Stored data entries
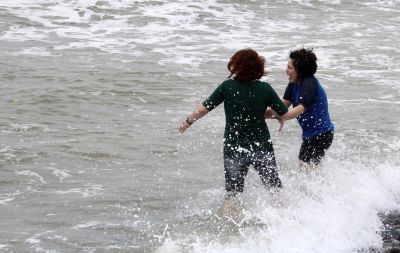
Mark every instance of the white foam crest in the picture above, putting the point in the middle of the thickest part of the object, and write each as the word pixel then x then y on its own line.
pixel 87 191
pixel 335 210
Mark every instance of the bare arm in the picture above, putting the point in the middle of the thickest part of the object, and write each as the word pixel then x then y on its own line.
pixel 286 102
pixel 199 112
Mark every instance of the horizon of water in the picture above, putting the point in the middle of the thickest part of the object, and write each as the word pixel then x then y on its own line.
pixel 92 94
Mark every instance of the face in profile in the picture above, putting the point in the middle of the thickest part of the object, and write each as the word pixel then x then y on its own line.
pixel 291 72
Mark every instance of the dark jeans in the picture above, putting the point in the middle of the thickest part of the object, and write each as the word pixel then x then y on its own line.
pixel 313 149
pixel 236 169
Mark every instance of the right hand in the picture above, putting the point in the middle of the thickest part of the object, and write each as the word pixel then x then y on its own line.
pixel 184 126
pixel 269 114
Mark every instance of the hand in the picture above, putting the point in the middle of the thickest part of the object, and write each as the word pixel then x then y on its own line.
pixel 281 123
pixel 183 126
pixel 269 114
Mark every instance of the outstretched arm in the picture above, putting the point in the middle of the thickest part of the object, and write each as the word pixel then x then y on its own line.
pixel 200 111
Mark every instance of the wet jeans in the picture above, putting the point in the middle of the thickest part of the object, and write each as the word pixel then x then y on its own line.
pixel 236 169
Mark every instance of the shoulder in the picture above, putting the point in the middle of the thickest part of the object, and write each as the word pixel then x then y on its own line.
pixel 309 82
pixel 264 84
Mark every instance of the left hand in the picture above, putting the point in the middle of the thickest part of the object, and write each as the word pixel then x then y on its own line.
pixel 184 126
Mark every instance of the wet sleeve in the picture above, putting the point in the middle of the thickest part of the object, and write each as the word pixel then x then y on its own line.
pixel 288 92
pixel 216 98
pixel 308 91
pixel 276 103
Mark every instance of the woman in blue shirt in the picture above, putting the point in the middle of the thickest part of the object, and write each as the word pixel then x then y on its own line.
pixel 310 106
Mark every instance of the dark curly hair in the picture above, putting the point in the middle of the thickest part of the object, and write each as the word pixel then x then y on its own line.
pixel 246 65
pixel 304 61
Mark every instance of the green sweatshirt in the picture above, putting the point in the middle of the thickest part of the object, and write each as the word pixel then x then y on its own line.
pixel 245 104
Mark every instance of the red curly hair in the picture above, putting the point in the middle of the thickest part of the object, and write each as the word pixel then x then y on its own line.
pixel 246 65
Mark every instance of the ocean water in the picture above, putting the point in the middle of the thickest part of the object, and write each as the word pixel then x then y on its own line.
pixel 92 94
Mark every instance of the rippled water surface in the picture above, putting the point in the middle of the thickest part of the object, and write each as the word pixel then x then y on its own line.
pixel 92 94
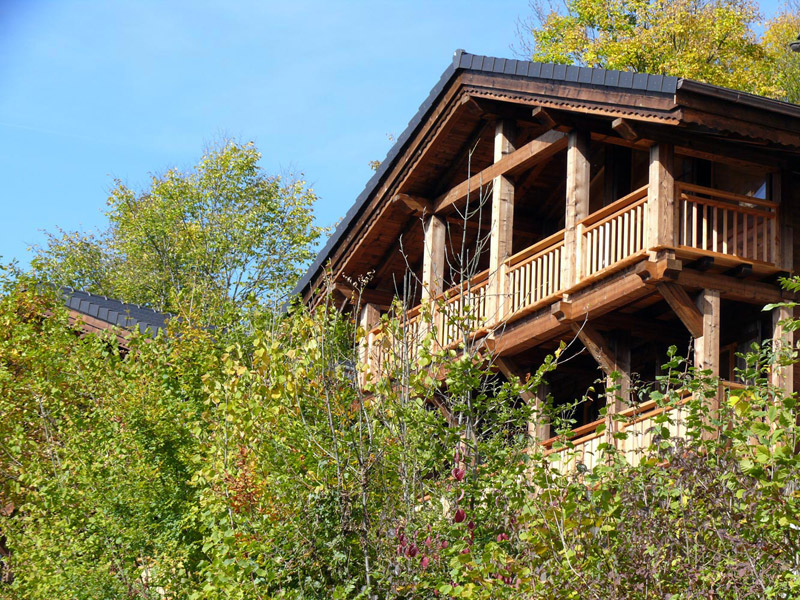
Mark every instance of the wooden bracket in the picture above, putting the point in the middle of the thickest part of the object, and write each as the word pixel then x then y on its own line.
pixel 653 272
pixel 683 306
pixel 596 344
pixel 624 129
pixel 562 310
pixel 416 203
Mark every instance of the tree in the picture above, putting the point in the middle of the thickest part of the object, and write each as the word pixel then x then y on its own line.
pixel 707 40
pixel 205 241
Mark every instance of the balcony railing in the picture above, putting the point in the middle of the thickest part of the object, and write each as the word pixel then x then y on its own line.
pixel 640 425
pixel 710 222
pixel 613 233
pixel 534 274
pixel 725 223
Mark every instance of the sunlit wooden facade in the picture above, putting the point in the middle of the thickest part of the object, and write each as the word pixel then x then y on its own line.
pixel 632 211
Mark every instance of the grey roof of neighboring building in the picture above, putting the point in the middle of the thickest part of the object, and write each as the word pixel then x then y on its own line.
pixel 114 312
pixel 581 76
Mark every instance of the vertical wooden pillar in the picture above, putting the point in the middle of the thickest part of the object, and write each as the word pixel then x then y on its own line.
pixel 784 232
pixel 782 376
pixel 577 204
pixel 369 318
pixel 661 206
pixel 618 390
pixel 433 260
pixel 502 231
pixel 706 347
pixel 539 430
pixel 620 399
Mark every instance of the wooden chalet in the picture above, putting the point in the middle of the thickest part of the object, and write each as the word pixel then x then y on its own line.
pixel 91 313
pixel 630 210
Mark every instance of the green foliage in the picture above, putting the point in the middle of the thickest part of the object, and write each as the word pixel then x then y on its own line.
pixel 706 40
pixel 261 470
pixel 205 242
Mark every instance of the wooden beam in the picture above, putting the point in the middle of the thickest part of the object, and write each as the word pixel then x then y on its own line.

Exercise brief
Which lines run from the one containing "Mark every instance of the wooden chalet" to the end of the data? Output them exactly, with nothing added.

Answer box
Mark every instance of the wooden chalet in the picture above, putting the point in the middle of the thickest part of the object, and write each as the word pixel then x then y on its own line.
pixel 91 313
pixel 630 210
Mark every instance of the green foliage in the picture above, putting the point in the middle of the thickest part of the object, and write each as the word pixel then x then y on its own line.
pixel 706 40
pixel 261 470
pixel 205 242
Mark every instance of the wooden beam in the picture above, putting the point in the middle of the thickest part of the object, and write each as the word pixel then x then y on its own line.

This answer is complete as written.